Dataset records:

--

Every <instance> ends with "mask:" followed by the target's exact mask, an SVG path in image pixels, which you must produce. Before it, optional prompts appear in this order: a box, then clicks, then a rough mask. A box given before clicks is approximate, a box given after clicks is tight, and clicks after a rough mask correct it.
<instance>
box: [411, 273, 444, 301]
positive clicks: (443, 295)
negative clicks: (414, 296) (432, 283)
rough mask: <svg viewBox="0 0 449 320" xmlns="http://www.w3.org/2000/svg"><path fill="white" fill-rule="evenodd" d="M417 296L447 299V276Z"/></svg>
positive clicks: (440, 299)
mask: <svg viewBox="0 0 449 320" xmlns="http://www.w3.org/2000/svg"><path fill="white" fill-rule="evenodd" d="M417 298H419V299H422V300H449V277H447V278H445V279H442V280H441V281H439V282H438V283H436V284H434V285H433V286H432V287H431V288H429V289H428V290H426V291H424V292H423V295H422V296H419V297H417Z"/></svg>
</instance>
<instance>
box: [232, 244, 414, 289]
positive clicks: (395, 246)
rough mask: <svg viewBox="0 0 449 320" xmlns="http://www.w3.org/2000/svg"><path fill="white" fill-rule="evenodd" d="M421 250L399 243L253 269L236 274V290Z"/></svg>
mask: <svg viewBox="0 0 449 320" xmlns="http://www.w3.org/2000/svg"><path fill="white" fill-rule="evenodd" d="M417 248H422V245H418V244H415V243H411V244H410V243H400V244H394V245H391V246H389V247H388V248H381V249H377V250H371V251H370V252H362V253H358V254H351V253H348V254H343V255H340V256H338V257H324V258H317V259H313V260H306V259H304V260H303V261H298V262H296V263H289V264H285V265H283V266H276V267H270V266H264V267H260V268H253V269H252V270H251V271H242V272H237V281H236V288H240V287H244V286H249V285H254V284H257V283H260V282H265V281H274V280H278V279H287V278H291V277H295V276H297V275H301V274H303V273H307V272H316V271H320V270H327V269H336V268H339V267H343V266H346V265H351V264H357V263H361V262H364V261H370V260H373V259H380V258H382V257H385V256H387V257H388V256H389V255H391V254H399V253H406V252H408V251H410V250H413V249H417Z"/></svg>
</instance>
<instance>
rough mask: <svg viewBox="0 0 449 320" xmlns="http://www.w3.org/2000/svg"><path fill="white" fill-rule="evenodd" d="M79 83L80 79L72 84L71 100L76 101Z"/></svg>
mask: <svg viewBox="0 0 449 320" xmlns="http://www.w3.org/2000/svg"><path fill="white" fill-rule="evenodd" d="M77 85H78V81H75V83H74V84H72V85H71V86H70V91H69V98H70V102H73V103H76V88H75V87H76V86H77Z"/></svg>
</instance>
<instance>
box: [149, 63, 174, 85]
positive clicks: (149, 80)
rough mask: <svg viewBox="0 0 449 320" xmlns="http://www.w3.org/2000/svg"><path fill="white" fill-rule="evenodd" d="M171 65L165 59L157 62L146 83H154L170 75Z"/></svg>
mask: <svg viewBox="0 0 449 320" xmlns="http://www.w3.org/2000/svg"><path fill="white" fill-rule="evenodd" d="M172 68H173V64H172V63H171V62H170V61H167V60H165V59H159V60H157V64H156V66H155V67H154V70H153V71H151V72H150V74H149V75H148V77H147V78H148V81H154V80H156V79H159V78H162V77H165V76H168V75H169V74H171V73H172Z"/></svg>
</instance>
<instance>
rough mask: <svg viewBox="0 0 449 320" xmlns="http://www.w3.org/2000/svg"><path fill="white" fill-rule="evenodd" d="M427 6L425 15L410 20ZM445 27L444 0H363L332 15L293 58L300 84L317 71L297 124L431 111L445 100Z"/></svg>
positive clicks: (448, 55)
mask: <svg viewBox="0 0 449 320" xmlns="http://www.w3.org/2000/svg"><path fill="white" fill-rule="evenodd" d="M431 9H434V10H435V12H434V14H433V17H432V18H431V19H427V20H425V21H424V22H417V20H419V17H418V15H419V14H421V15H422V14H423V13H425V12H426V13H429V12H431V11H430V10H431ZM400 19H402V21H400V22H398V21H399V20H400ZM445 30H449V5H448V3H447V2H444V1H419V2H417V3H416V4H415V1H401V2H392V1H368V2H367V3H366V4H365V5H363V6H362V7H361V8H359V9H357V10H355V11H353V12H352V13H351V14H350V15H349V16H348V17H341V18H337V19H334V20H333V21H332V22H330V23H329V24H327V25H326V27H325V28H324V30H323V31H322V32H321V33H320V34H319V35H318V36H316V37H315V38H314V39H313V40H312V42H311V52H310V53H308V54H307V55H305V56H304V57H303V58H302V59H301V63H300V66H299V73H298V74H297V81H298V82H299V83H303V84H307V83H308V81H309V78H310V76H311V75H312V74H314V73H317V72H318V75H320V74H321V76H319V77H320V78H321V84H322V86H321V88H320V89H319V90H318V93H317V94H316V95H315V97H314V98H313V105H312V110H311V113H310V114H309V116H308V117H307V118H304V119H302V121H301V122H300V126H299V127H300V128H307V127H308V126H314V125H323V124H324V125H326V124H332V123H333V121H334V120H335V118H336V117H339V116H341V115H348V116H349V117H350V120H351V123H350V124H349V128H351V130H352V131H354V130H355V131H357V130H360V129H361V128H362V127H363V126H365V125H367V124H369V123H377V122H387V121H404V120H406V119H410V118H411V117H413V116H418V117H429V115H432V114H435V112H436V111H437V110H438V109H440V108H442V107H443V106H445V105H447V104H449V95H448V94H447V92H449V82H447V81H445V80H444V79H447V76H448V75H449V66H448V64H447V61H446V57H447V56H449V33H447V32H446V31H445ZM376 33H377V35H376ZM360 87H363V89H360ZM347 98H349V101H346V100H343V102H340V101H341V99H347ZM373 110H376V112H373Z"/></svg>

--

Exercise objective:
Each line in the listing above is to be returned unchanged.

Solution to the exercise:
Every <instance> ends with "mask:" followed by the target's exact mask, an SVG path in image pixels, which you must produce. Before it, optional prompts appear in this order: a box, then clicks, then a rough mask. A box given before clicks is approximate, a box given after clicks is tight, and clicks after a rough mask correct it.
<instance>
box: [411, 273, 444, 301]
positive clicks: (443, 295)
negative clicks: (414, 296) (432, 283)
rough mask: <svg viewBox="0 0 449 320" xmlns="http://www.w3.org/2000/svg"><path fill="white" fill-rule="evenodd" d="M417 296L447 299V276Z"/></svg>
positive clicks: (440, 299)
mask: <svg viewBox="0 0 449 320" xmlns="http://www.w3.org/2000/svg"><path fill="white" fill-rule="evenodd" d="M417 298H419V299H422V300H449V277H447V278H445V279H442V280H441V281H439V282H438V283H436V284H434V285H433V286H432V287H431V288H429V289H428V290H426V291H424V292H423V295H422V296H419V297H417Z"/></svg>
</instance>
<instance>
box: [232, 244, 414, 289]
positive clicks: (395, 246)
rough mask: <svg viewBox="0 0 449 320" xmlns="http://www.w3.org/2000/svg"><path fill="white" fill-rule="evenodd" d="M421 250L399 243L253 269L236 274V290Z"/></svg>
mask: <svg viewBox="0 0 449 320" xmlns="http://www.w3.org/2000/svg"><path fill="white" fill-rule="evenodd" d="M417 248H422V245H418V244H415V243H411V244H410V243H400V244H394V245H391V246H389V247H388V248H381V249H377V250H371V251H370V252H362V253H358V254H351V253H348V254H343V255H340V256H338V257H324V258H317V259H313V260H306V259H304V260H303V261H298V262H296V263H289V264H285V265H283V266H276V267H270V266H264V267H260V268H253V269H252V270H251V271H242V272H237V281H236V288H240V287H244V286H249V285H254V284H257V283H260V282H265V281H274V280H278V279H287V278H291V277H295V276H297V275H301V274H303V273H307V272H316V271H320V270H327V269H336V268H339V267H343V266H346V265H351V264H357V263H361V262H364V261H370V260H373V259H380V258H382V257H385V256H387V257H388V256H389V255H391V254H399V253H406V252H408V251H410V250H413V249H417Z"/></svg>
</instance>
<instance>
rough mask: <svg viewBox="0 0 449 320" xmlns="http://www.w3.org/2000/svg"><path fill="white" fill-rule="evenodd" d="M79 83L80 79L72 84L71 100L76 101Z"/></svg>
mask: <svg viewBox="0 0 449 320" xmlns="http://www.w3.org/2000/svg"><path fill="white" fill-rule="evenodd" d="M77 85H78V81H75V83H74V84H72V85H71V86H70V91H69V98H70V102H73V103H76V88H75V87H76V86H77Z"/></svg>
</instance>
<instance>
box: [149, 63, 174, 85]
positive clicks: (149, 80)
rough mask: <svg viewBox="0 0 449 320" xmlns="http://www.w3.org/2000/svg"><path fill="white" fill-rule="evenodd" d="M171 65L165 59L157 62L146 83H154L170 75Z"/></svg>
mask: <svg viewBox="0 0 449 320" xmlns="http://www.w3.org/2000/svg"><path fill="white" fill-rule="evenodd" d="M172 68H173V64H172V63H171V62H170V61H167V60H165V59H159V60H157V64H156V66H155V67H154V70H153V71H151V72H150V74H149V75H148V77H147V78H148V81H154V80H156V79H159V78H162V77H165V76H168V75H169V74H171V73H172Z"/></svg>
</instance>
<instance>
rough mask: <svg viewBox="0 0 449 320" xmlns="http://www.w3.org/2000/svg"><path fill="white" fill-rule="evenodd" d="M427 6L425 15L410 20ZM445 27L444 0H363L332 15L293 58L300 84L317 71L297 124L431 111L445 100Z"/></svg>
positive clicks: (448, 55)
mask: <svg viewBox="0 0 449 320" xmlns="http://www.w3.org/2000/svg"><path fill="white" fill-rule="evenodd" d="M431 9H434V10H435V12H434V14H433V17H432V18H431V19H427V20H425V21H424V22H417V20H419V17H418V15H419V14H421V15H422V14H423V13H425V12H426V13H429V12H431V11H430V10H431ZM400 19H402V21H400V22H398V21H399V20H400ZM445 30H449V5H448V3H447V2H444V1H419V2H417V3H416V4H415V1H401V2H392V1H368V2H367V3H366V4H365V5H363V6H362V7H361V8H359V9H357V10H355V11H353V12H352V13H351V14H350V15H349V16H348V17H341V18H337V19H334V20H333V21H332V22H330V23H329V24H327V25H326V27H325V28H324V30H323V31H322V32H321V33H320V34H319V35H318V36H316V37H315V38H314V39H313V40H312V42H311V52H310V53H308V54H307V55H305V56H304V57H303V58H302V59H301V63H300V66H299V73H298V74H297V81H298V82H299V83H303V84H307V83H308V81H309V78H310V76H311V75H312V74H314V73H317V72H318V75H320V74H321V76H319V77H320V78H321V84H322V86H321V88H320V89H319V90H318V93H317V94H316V95H315V97H314V98H313V105H312V110H311V113H310V114H309V116H308V117H307V118H304V119H302V121H301V122H300V126H299V127H300V128H307V127H308V126H314V125H323V124H324V125H326V124H332V123H333V121H334V120H335V118H336V117H339V116H341V115H348V116H349V117H350V120H351V123H350V124H349V128H351V130H352V131H354V130H355V131H357V130H360V129H361V128H362V127H363V126H365V125H367V124H369V123H377V122H387V121H404V120H406V119H410V118H411V117H413V116H418V117H429V115H432V114H435V112H436V111H437V110H438V109H440V108H442V107H443V106H445V105H447V104H449V95H448V94H447V92H449V82H447V81H445V80H444V79H447V76H448V75H449V66H448V64H447V61H446V57H447V56H449V33H447V32H446V31H445ZM376 33H377V35H376ZM360 87H363V89H360ZM347 98H349V101H346V100H343V102H340V101H341V99H347ZM373 110H376V112H373Z"/></svg>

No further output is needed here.